**Task instructions**
Reproduce the lines below verbatim, from the first line through the line containing "column 228, row 214", with both ends included. Omit the pictures from your reproduction.
•••
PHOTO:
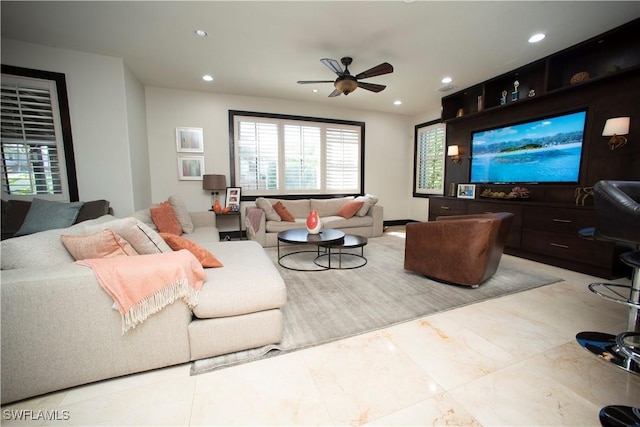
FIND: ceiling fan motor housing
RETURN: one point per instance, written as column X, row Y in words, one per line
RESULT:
column 346, row 84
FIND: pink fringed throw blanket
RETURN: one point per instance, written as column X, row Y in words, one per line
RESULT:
column 145, row 284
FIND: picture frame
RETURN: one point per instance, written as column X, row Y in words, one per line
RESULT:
column 466, row 191
column 189, row 140
column 190, row 168
column 232, row 200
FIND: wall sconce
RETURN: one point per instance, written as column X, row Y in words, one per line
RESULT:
column 214, row 182
column 453, row 151
column 615, row 128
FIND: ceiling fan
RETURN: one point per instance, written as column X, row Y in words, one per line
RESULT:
column 346, row 83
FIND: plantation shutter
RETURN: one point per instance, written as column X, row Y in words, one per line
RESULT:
column 291, row 157
column 343, row 146
column 30, row 138
column 257, row 146
column 430, row 146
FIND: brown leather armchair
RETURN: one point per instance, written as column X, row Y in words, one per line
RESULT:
column 460, row 249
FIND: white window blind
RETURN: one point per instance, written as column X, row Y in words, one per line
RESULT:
column 286, row 156
column 31, row 141
column 430, row 156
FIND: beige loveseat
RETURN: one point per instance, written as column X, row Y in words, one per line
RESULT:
column 263, row 224
column 59, row 327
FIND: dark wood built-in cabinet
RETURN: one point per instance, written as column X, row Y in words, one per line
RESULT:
column 546, row 225
column 544, row 232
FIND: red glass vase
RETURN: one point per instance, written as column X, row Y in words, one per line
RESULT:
column 313, row 222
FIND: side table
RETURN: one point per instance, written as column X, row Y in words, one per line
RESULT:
column 228, row 214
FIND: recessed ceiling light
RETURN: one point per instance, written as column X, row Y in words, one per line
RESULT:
column 536, row 38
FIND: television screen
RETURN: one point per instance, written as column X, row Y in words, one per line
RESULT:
column 546, row 150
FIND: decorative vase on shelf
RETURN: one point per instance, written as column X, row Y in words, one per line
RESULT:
column 313, row 222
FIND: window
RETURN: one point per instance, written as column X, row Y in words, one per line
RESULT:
column 429, row 158
column 290, row 155
column 34, row 153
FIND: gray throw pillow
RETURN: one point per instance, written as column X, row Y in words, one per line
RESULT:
column 48, row 215
column 269, row 212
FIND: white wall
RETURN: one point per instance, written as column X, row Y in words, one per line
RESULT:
column 99, row 122
column 388, row 143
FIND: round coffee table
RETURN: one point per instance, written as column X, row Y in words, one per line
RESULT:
column 349, row 242
column 300, row 236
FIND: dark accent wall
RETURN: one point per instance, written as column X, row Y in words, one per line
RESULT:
column 605, row 98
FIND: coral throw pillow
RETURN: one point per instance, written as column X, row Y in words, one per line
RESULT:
column 206, row 258
column 165, row 219
column 284, row 212
column 349, row 209
column 101, row 244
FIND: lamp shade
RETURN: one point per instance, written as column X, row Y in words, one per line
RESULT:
column 616, row 126
column 214, row 182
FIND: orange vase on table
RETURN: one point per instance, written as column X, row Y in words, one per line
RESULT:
column 313, row 222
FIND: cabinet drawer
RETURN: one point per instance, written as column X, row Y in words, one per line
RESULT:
column 445, row 207
column 558, row 220
column 568, row 247
column 483, row 207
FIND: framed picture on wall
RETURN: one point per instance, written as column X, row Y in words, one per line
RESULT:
column 189, row 140
column 190, row 168
column 467, row 191
column 233, row 198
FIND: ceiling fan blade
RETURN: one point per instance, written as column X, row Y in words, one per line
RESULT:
column 333, row 65
column 378, row 70
column 306, row 82
column 371, row 86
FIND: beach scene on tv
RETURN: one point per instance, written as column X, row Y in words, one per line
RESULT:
column 545, row 150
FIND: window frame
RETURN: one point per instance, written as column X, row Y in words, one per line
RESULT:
column 71, row 192
column 433, row 124
column 284, row 119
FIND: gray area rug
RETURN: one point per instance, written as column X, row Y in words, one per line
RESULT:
column 325, row 306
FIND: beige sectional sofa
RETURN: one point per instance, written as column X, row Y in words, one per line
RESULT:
column 263, row 225
column 60, row 329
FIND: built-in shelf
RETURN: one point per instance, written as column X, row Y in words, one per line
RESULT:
column 599, row 58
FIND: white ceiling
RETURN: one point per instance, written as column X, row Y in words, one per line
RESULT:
column 262, row 48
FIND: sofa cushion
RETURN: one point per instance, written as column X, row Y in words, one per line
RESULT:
column 180, row 210
column 206, row 258
column 101, row 244
column 269, row 212
column 283, row 212
column 48, row 215
column 328, row 207
column 349, row 209
column 143, row 239
column 236, row 289
column 165, row 219
column 44, row 248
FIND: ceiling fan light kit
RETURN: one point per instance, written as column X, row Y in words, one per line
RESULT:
column 346, row 83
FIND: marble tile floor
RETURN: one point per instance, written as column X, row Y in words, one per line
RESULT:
column 510, row 361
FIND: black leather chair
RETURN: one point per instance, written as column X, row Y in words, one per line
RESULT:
column 617, row 209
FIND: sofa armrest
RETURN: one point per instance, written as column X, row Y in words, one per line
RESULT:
column 203, row 218
column 377, row 212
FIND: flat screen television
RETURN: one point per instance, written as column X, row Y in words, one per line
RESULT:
column 545, row 150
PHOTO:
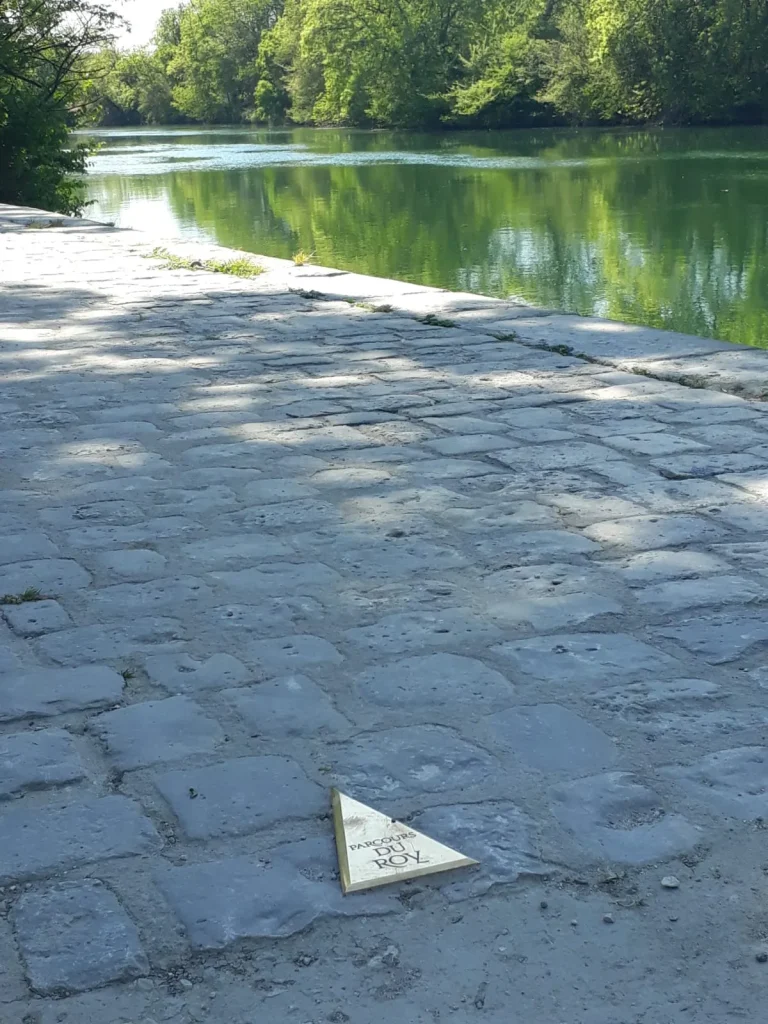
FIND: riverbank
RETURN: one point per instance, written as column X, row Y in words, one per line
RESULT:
column 265, row 536
column 666, row 355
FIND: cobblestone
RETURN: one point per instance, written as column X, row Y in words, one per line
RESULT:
column 37, row 760
column 76, row 936
column 293, row 706
column 40, row 841
column 157, row 730
column 511, row 597
column 241, row 796
column 50, row 691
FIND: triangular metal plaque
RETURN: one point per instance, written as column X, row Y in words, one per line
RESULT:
column 375, row 850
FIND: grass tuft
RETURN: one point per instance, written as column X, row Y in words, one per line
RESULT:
column 301, row 258
column 434, row 321
column 31, row 594
column 241, row 267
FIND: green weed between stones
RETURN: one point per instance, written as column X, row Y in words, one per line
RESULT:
column 242, row 267
column 31, row 594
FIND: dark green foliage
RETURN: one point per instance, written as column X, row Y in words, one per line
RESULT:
column 458, row 62
column 44, row 46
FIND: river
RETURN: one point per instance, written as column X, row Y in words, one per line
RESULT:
column 663, row 227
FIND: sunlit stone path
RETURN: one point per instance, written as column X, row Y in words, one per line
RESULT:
column 263, row 537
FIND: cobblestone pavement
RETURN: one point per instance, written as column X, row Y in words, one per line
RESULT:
column 282, row 543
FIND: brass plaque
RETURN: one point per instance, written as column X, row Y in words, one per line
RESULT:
column 375, row 850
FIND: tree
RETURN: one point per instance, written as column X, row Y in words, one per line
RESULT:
column 44, row 47
column 213, row 65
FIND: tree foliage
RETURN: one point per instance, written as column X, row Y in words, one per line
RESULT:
column 44, row 54
column 432, row 62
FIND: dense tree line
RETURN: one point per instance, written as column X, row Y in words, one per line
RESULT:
column 46, row 49
column 451, row 62
column 394, row 62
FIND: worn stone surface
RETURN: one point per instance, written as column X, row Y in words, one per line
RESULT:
column 180, row 673
column 241, row 796
column 50, row 691
column 433, row 679
column 37, row 760
column 35, row 617
column 157, row 730
column 76, row 936
column 220, row 902
column 585, row 658
column 731, row 781
column 412, row 762
column 721, row 637
column 620, row 820
column 511, row 596
column 56, row 838
column 552, row 739
column 292, row 706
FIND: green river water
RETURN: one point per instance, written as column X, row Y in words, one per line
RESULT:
column 664, row 227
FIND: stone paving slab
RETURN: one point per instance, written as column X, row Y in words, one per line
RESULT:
column 504, row 580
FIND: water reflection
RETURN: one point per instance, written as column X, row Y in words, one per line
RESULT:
column 658, row 227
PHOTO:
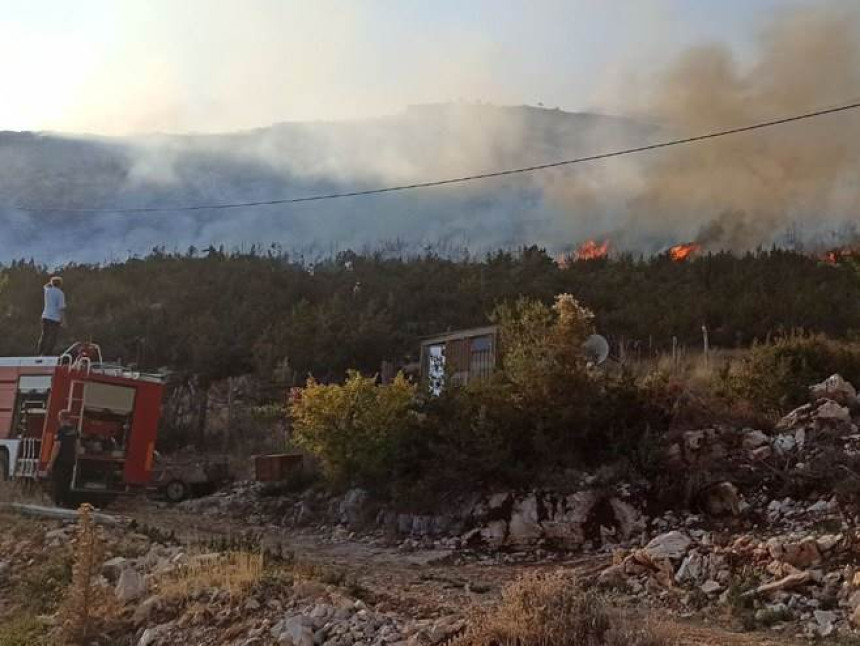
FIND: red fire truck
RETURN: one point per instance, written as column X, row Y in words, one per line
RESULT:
column 115, row 410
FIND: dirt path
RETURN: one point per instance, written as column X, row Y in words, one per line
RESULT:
column 425, row 583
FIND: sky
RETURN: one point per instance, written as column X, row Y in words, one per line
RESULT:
column 140, row 66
•••
**Task response**
PHOTO:
FIND: ceiling fan motor housing
RETURN: one point per instance, written as column X, row Y in words, one per line
RESULT:
column 346, row 84
FIND: pink fringed throw blanket
RETURN: one point per instance, written as column X, row Y in words, one per line
RESULT:
column 145, row 284
FIND: picture frame
RETURN: one point per instance, written as column X, row Y in words, one per line
RESULT:
column 466, row 191
column 189, row 140
column 190, row 168
column 232, row 200
FIND: wall sconce
RETURN: one point per instance, written as column X, row Y in words, one per line
RESULT:
column 214, row 182
column 453, row 151
column 615, row 128
FIND: ceiling fan
RETURN: one point per instance, written as column X, row Y in words, one per line
RESULT:
column 346, row 83
FIND: plantation shutter
RETURN: one point per instance, written as column X, row Y in words, one per line
RESULT:
column 291, row 157
column 343, row 146
column 30, row 138
column 257, row 146
column 430, row 146
FIND: brown leather armchair
RETURN: one point per instance, written as column X, row Y in words, one per line
RESULT:
column 460, row 249
FIND: white window blind
RETURN: one point per instance, written as column X, row Y in words, one per line
RESULT:
column 286, row 156
column 31, row 141
column 430, row 156
FIND: beige loveseat
RETURN: one point per instance, written as column X, row Y in words, one per line
RESULT:
column 263, row 224
column 59, row 327
FIND: dark wood built-in cabinet
RETURN: one point per instance, written as column X, row Y in words, one per line
RESULT:
column 546, row 225
column 544, row 232
FIND: red glass vase
RETURN: one point per instance, written as column X, row Y in words, one per line
RESULT:
column 313, row 222
FIND: side table
RETURN: one point per instance, written as column X, row Y in words, one per line
RESULT:
column 228, row 214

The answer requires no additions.